◆ **Exercise data**:

_ _ _

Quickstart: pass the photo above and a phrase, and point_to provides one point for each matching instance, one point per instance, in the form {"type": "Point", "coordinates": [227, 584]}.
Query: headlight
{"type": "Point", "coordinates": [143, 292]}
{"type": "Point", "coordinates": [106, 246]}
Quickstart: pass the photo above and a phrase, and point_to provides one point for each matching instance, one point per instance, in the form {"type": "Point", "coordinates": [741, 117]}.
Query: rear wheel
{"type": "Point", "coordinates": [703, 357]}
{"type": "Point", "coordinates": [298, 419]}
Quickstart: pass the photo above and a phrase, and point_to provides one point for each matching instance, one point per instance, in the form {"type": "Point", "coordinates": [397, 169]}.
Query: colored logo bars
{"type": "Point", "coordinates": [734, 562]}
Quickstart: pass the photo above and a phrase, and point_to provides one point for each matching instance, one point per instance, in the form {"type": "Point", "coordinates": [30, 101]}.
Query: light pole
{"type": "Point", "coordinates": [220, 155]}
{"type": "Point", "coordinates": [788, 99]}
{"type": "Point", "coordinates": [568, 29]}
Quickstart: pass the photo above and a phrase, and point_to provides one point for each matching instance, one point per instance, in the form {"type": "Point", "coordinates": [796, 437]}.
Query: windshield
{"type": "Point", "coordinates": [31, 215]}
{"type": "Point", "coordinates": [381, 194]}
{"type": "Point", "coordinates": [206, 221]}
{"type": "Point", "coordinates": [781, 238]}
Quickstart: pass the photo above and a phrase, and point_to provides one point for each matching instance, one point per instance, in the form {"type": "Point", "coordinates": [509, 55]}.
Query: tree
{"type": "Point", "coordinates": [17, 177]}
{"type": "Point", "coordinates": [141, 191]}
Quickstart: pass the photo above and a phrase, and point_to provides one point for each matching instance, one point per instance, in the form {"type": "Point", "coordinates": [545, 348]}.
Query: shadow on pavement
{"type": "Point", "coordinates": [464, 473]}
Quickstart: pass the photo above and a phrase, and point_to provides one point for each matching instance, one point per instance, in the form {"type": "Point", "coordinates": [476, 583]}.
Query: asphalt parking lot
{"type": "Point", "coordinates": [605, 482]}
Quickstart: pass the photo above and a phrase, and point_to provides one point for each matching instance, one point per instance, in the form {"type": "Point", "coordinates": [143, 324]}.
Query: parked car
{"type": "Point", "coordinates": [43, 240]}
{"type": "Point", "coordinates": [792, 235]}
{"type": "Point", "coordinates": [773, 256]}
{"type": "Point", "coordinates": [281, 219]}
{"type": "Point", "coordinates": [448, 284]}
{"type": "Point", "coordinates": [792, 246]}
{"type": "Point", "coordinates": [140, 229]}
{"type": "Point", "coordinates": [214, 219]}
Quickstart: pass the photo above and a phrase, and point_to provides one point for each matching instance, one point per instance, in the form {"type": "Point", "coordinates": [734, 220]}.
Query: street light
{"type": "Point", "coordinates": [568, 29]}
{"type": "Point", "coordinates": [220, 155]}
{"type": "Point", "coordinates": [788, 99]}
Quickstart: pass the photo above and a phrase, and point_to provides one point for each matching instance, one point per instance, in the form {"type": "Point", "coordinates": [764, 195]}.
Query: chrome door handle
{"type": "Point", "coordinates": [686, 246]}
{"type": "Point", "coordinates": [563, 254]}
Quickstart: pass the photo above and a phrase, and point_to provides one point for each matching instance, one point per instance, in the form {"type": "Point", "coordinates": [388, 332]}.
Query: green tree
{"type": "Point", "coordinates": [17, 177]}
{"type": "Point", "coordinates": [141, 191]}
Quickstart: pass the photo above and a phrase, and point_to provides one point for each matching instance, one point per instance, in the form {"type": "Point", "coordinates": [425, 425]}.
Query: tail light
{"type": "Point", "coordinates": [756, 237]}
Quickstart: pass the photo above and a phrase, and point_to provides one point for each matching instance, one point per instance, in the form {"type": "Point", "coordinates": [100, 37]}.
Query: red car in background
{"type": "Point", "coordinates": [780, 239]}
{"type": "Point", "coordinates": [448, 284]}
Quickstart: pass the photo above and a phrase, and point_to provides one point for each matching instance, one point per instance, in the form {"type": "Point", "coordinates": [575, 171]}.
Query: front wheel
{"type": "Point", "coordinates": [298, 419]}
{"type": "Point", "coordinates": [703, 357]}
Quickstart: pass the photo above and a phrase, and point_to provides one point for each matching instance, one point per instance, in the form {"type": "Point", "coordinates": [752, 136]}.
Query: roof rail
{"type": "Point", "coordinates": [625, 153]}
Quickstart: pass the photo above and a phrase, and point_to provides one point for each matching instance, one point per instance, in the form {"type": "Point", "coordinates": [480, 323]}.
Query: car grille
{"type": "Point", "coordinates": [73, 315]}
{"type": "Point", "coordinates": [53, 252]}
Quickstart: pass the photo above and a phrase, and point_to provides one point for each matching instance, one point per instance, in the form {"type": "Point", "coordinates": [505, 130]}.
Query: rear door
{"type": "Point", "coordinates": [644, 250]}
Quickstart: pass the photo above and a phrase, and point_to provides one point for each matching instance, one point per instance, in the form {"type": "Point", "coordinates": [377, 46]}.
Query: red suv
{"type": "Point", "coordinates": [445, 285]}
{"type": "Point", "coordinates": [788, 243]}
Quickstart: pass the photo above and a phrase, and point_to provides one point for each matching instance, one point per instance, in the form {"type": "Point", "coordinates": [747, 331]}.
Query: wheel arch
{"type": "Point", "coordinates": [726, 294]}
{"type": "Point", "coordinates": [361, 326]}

_ _ _

◆ **What needs to be done**: Reproduce the records in full, exactly as written.

◆ **Task output**:
Quickstart: pass the photo above and a phrase, and point_to provides one point for each matching instance, one point per instance, in the form {"type": "Point", "coordinates": [227, 584]}.
Query: headlight
{"type": "Point", "coordinates": [143, 292]}
{"type": "Point", "coordinates": [106, 246]}
Quickstart: pass the photo above and a phrase, and point_to provides one point for each matching instance, one point per instance, in the form {"type": "Point", "coordinates": [741, 117]}.
Query: rear wheel
{"type": "Point", "coordinates": [703, 357]}
{"type": "Point", "coordinates": [298, 419]}
Quickstart: pass the photo above and a phrase, and point_to provides one point for each matching instance, one point per instance, in the form {"type": "Point", "coordinates": [397, 169]}.
Query: colored logo bars
{"type": "Point", "coordinates": [734, 562]}
Quickstart: pass the photo above and a phrase, and point_to provides one point for each matching instance, one point per instance, in the form {"type": "Point", "coordinates": [30, 101]}.
Query: light pole
{"type": "Point", "coordinates": [220, 155]}
{"type": "Point", "coordinates": [788, 99]}
{"type": "Point", "coordinates": [568, 29]}
Quickstart: pass the photo above and a phrase, and point_to provides one point for each matching instance, one point per instance, in the form {"type": "Point", "coordinates": [796, 437]}.
Query: windshield
{"type": "Point", "coordinates": [31, 215]}
{"type": "Point", "coordinates": [381, 194]}
{"type": "Point", "coordinates": [206, 221]}
{"type": "Point", "coordinates": [781, 238]}
Quickstart: pass the photo above and a phrase, and point_to provides one point for each matching instance, one point per instance, in the form {"type": "Point", "coordinates": [509, 55]}.
Query: tree
{"type": "Point", "coordinates": [17, 177]}
{"type": "Point", "coordinates": [141, 191]}
Quickstart: pass the photo above and a phrase, and point_to provides one point for each matching instance, one point per instance, in the form {"type": "Point", "coordinates": [545, 348]}.
Query: shadow on pavement
{"type": "Point", "coordinates": [464, 473]}
Quickstart: pass the photo above and a phrase, and point_to provides one point for each matching instance, one point per instance, in the form {"type": "Point", "coordinates": [476, 583]}.
Query: asphalt parking lot
{"type": "Point", "coordinates": [605, 482]}
Quickstart: pass the photo above and a phrase, and point_to provides one point for each matching instance, one point per instance, in the form {"type": "Point", "coordinates": [143, 324]}.
Query: parked car
{"type": "Point", "coordinates": [43, 240]}
{"type": "Point", "coordinates": [792, 235]}
{"type": "Point", "coordinates": [773, 256]}
{"type": "Point", "coordinates": [281, 219]}
{"type": "Point", "coordinates": [448, 284]}
{"type": "Point", "coordinates": [792, 246]}
{"type": "Point", "coordinates": [140, 229]}
{"type": "Point", "coordinates": [214, 219]}
Quickstart: pass the photo above and a phrase, and point_to provides one point for each matching instance, one point per instance, in the form {"type": "Point", "coordinates": [734, 220]}.
Query: street light
{"type": "Point", "coordinates": [568, 29]}
{"type": "Point", "coordinates": [220, 155]}
{"type": "Point", "coordinates": [788, 99]}
Quickstart: pass the photo above and a phrase, and point_to provides one point for each matching instance, one point per instance, in the form {"type": "Point", "coordinates": [764, 195]}.
Query: chrome door handle
{"type": "Point", "coordinates": [686, 246]}
{"type": "Point", "coordinates": [563, 254]}
Quickstart: pass the photo above and a phrase, and point_to provides one point for each matching instance, one point per instance, in the form {"type": "Point", "coordinates": [388, 332]}.
Query: green tree
{"type": "Point", "coordinates": [17, 177]}
{"type": "Point", "coordinates": [141, 191]}
Quickstart: pass the photo above and a phrase, and point_to provides one point for each matching instance, one point per instance, in the form {"type": "Point", "coordinates": [425, 425]}.
Query: tail light
{"type": "Point", "coordinates": [756, 237]}
Quickstart: pass the photo above and a phrase, and point_to provides one point for each matching instance, one point per instance, in the form {"type": "Point", "coordinates": [100, 37]}.
Query: red car in background
{"type": "Point", "coordinates": [780, 239]}
{"type": "Point", "coordinates": [448, 284]}
Quickstart: pass the photo above and a phrase, and point_to provides one point for each matching instance, one point per instance, in the form {"type": "Point", "coordinates": [575, 171]}.
Query: front wheel
{"type": "Point", "coordinates": [298, 419]}
{"type": "Point", "coordinates": [703, 357]}
Quickstart: pass the photo above and a phrase, and point_to provides one point for each matching instance, one point per instance, in the form {"type": "Point", "coordinates": [752, 136]}.
Query: roof rail
{"type": "Point", "coordinates": [625, 153]}
Quickstart: pass the photo above and a phrase, and point_to provides one point for each matching instance, one point per instance, in the form {"type": "Point", "coordinates": [480, 323]}.
Query: car grille
{"type": "Point", "coordinates": [73, 315]}
{"type": "Point", "coordinates": [53, 252]}
Quickstart: pass the photo above and a phrase, and point_to provides one point for each matching instance, one point per instance, in the form {"type": "Point", "coordinates": [505, 130]}.
Query: rear door
{"type": "Point", "coordinates": [644, 250]}
Quickstart: pass the photo above and a phrase, and point_to provides one point for each matching instance, one point per instance, in the form {"type": "Point", "coordinates": [377, 46]}.
Query: red suv
{"type": "Point", "coordinates": [445, 285]}
{"type": "Point", "coordinates": [788, 243]}
Quickstart: pass the photo above and a phrase, and point_to provides one point for each matching instance, one point per instance, in the form {"type": "Point", "coordinates": [747, 331]}.
Query: wheel arch
{"type": "Point", "coordinates": [726, 294]}
{"type": "Point", "coordinates": [361, 326]}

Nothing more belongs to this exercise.